***** LISTING

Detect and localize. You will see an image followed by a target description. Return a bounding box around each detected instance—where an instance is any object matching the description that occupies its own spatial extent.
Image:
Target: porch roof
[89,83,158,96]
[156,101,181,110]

**********

## WHAT TO PRODUCE
Reproduce every line of the items above, word for word and unchanged.

## TASK ANSWER
Detect and localize. You will see an image followed by a target description. Return a bounding box around each detected instance—where an instance is any object matching the description that occupies its own spatial extent.
Image:
Target: porch roof
[89,83,158,96]
[156,101,181,110]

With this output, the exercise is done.